___ Fragmento seleccionado
Resulta que somos el país de la
zona euro que más competitividad ha perdido en los últimos
años, según el Banco Central Europeo. A mi no me coge de
sorpresa. Las universidades españolas que tienen ante si
enormes oportunidades en el desarrollo de la sociedad del
conocimiento, todavía continúan siendo fábricas de parados.
Estos centros de enseñanza superior suelen ir por un lado y
el mundo de la globalización por otro. Nuestro desarrollo
tecnológico presenta debilidades. Hay que mejorar la
inserción laboral de los titulados. Vivimos en un tiempo de
rápidos y permanentes cambios lo que exige asimilar
conocimientos. Sin duda, debemos reforzar la investigación,
más y de mejor calidad. Pienso también, que es obligado
reanimar la conexión con la innovación y la empresa,
apoyando el tejido empresarial con base tecnológica, si
queremos lograr una rentabilidad igual o superior a los
rivales en el mercado y huir del vagón de cola en el que nos
encontramos.
______
___ Datos proporcionados
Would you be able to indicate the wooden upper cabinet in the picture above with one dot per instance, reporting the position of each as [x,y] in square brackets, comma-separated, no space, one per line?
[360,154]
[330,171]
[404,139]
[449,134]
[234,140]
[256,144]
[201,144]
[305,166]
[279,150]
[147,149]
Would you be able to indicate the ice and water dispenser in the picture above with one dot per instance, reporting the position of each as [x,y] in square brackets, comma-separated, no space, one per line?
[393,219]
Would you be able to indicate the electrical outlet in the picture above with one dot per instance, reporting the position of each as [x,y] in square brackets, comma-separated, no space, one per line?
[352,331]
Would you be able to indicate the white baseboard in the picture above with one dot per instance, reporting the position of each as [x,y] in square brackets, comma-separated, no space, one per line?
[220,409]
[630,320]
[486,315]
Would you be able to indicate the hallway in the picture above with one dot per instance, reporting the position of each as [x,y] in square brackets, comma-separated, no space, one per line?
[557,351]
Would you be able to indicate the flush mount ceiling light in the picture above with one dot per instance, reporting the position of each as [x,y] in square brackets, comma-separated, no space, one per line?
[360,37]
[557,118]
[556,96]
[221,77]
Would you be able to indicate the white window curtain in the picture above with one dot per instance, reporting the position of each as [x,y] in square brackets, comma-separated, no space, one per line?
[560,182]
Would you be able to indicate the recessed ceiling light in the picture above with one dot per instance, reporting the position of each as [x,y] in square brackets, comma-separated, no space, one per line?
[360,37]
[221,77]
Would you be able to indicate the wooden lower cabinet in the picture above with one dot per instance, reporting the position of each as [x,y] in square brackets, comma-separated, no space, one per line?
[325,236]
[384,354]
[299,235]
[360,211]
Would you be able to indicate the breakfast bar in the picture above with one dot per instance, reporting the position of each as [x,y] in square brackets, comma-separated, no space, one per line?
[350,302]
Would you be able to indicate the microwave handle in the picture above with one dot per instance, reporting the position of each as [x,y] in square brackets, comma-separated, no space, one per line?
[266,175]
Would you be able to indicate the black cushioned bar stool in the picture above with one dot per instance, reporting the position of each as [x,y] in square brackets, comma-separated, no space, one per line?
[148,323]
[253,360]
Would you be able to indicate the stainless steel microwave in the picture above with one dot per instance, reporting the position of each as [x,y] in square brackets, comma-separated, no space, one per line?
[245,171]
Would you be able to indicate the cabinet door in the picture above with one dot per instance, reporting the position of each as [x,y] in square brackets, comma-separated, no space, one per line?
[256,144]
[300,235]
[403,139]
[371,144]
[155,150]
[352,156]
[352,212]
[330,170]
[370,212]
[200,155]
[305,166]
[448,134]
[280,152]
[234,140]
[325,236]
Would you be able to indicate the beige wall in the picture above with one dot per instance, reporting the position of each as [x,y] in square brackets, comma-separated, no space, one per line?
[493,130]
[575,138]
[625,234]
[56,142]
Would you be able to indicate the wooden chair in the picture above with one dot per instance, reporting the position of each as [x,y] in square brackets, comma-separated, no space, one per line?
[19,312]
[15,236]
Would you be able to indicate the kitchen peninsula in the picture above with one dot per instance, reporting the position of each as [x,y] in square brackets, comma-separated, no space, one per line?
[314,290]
______
___ Datos proporcionados
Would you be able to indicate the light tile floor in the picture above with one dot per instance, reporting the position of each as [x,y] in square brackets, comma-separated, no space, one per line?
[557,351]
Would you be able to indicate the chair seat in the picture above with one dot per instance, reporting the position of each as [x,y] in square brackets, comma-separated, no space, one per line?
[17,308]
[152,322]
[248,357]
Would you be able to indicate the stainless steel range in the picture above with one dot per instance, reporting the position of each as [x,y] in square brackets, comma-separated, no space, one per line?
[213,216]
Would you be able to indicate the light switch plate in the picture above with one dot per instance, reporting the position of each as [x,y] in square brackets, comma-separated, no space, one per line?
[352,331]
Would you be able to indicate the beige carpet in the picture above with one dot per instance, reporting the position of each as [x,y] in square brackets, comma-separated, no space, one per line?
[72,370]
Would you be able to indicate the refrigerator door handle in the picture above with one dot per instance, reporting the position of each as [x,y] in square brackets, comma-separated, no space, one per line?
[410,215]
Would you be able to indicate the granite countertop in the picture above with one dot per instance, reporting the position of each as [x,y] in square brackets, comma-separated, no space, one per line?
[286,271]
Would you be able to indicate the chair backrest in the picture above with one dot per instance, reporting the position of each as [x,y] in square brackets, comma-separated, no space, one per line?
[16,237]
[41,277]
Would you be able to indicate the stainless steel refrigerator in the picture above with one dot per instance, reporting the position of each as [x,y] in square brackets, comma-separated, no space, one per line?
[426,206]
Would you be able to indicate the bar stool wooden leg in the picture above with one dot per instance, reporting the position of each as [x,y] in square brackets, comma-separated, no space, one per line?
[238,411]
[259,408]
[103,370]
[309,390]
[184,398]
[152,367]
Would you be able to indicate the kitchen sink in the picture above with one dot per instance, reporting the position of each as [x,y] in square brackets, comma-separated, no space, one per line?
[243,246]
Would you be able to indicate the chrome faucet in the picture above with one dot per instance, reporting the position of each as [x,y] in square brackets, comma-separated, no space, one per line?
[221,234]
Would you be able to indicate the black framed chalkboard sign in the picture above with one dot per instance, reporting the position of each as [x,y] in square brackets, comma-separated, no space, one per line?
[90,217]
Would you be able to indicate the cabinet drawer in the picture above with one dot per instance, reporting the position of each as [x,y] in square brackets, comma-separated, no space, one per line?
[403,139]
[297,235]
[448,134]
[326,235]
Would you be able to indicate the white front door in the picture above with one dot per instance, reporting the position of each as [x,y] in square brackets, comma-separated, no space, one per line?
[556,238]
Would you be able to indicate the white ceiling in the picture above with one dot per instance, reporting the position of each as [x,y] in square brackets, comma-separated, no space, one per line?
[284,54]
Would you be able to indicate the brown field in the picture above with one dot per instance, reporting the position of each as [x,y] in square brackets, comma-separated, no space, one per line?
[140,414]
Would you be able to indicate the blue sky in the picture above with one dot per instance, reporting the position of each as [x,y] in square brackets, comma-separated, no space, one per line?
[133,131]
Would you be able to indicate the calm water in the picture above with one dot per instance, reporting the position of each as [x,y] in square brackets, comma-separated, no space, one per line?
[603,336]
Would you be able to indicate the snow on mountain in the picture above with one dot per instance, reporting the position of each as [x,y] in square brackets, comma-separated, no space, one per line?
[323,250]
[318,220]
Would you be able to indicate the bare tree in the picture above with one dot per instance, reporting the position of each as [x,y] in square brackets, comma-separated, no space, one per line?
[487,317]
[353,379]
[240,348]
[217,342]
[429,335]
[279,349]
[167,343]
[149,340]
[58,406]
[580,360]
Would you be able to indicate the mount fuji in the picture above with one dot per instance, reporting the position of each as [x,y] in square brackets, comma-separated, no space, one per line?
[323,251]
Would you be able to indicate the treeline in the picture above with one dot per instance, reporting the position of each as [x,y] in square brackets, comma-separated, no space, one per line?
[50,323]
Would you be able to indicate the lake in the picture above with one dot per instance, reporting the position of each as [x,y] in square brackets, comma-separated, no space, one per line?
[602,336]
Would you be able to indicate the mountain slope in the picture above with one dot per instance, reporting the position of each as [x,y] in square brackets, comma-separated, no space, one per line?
______
___ Datos proporcionados
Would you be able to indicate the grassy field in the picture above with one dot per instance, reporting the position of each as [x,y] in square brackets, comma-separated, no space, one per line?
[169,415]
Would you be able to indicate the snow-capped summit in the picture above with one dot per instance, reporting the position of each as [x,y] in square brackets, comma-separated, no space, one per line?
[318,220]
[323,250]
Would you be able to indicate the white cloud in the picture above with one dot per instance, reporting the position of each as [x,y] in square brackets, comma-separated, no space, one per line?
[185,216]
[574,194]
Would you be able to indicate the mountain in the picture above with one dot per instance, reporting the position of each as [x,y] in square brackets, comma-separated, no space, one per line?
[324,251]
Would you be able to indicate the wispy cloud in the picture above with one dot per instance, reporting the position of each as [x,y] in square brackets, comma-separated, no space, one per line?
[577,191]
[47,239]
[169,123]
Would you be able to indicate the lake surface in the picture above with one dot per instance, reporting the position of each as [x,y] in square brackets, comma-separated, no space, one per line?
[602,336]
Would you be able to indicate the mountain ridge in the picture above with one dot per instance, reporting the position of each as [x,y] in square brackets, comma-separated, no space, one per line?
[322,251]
______
#### Lo que harás
a) Resume en dos oraciones el texto sobre la competitividad de España.
b) Extrae del texto sobre la competitividad de España, sin alterar nada, el fragmento que comienza con las palabras que contienen "Resulta que somos" y termina con "fábricas de parados.".
c) De acuerdo con el texto sobre la competitividad de España, ¿qué institución sostiene que España es el país de la zona euro que más competitividad ha perdido en los últimos años?
Básate únicamente en el texto para resolver cada tarea.

#### Respuestas
a) Según el Banco Central Europeo, España es el país de la zona euro que más competitividad ha perdido en los últimos años, y sus universidades siguen siendo fábricas de parados que van por un lado mientras la globalización va por otro. Hay que mejorar la inserción laboral de los titulados, reforzar la investigación y reanimar la conexión con la innovación y la empresa para salir del vagón de cola.

b)
Resulta que somos el país de la
zona euro que más competitividad ha perdido en los últimos
años, según el Banco Central Europeo. A mi no me coge de
sorpresa. Las universidades españolas que tienen ante si
enormes oportunidades en el desarrollo de la sociedad del
conocimiento, todavía continúan siendo fábricas de parados.

c) El Banco Central Europeo.